### Textauszug
+ + + + + + +

Klar ist, dass es ohne eine konsequente Kreislaufwirtschaft bzw. eine Circular Economy nicht gelingen wird, Ressourcen, Klima und Artenvielfalt so zu schützen, dass die Erderwärmung und damit die Zerstörung der Lebensgrundlagen in noch beherrschbaren Grenzen bleibt. Eine Energiewende von der fossilen zur erneuerbaren Energieproduktion reicht allein dazu nicht aus. Sie muss zwingend mit einer zirkulären, ressourcenleichten Wirtschaftsweise einhergehen. Warum das so ist, zeigt z. B. das factory-Magazin Ressourcen.
Diese Erkenntnis setzt sich immer mehr durch, auch in Politik, Wirtschaft und Teilen der Gesellschaft. Fakt ist aber auch, dass bisher zu wenig geschieht, um den Ressourcenverbrauch in einer konsumorientierten Wirtschaftsordnung deutlich zu begrenzen – die Recyclingquote ist zu gering, Rohstoffkonsum und Naturzerstörung sind zu hoch.
Und wenn schon der noch lange nicht abgeschlossene Umbau des Energiesystems mit hohem Aufwand und Widerständen verbunden ist, vom Verkehrssystem ganz zu schweigen, stehen mit der Circular Economy (CE) noch größere Aufgaben für Wirtschaft und Gesellschaft an.

+ + + + + + +

### Material
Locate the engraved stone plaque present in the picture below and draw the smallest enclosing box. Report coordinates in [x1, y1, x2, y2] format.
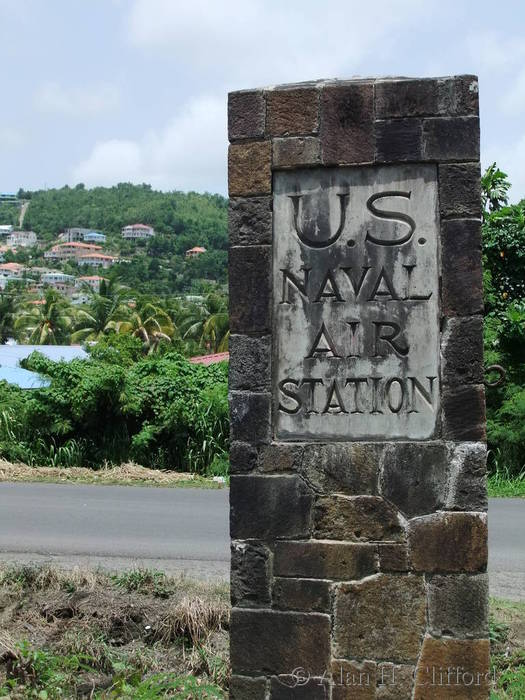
[273, 165, 440, 440]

+ + + + + + +

### Aufgabe
Beantworten Sie die folgenden Fragen zum Textauszug über die Kreislaufwirtschaft.
(a) Was reicht laut Text allein nicht aus, um Ressourcen, Klima und Artenvielfalt zu schützen?
(b) In welchen Bereichen setzt sich diese Erkenntnis dem Text zufolge immer mehr durch?
(c) Welches System nennt der Text neben dem Energiesystem, dessen Umbau mit Aufwand und Widerständen verbunden ist?

### Lösung
(a) Eine Energiewende von der fossilen zur erneuerbaren Energieproduktion.
(b) In Politik, Wirtschaft und Teilen der Gesellschaft.
(c) Das Verkehrssystem.